Rewrite the records below, swapping every "dead leaf hanging" for "withered leaf hanging" and leaving everything else as it is.

------------------------------------------------------------------------

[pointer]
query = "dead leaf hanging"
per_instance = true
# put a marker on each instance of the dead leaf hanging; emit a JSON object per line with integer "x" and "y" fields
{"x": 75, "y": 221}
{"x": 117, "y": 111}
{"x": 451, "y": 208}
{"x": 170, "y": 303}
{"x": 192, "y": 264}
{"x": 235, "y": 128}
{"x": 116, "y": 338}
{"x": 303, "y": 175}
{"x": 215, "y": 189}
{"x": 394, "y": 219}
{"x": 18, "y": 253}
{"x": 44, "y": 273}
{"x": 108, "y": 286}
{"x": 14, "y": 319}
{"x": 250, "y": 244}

------------------------------------------------------------------------

Result for this exercise
[pointer]
query = "withered leaf hanging"
per_instance = true
# put a marker on each instance of the withered leaf hanging; emit a JSON object per line with integer "x" and "y" fields
{"x": 75, "y": 221}
{"x": 117, "y": 111}
{"x": 451, "y": 208}
{"x": 170, "y": 303}
{"x": 192, "y": 264}
{"x": 235, "y": 128}
{"x": 116, "y": 338}
{"x": 303, "y": 175}
{"x": 215, "y": 189}
{"x": 394, "y": 219}
{"x": 18, "y": 253}
{"x": 44, "y": 273}
{"x": 108, "y": 286}
{"x": 14, "y": 319}
{"x": 250, "y": 244}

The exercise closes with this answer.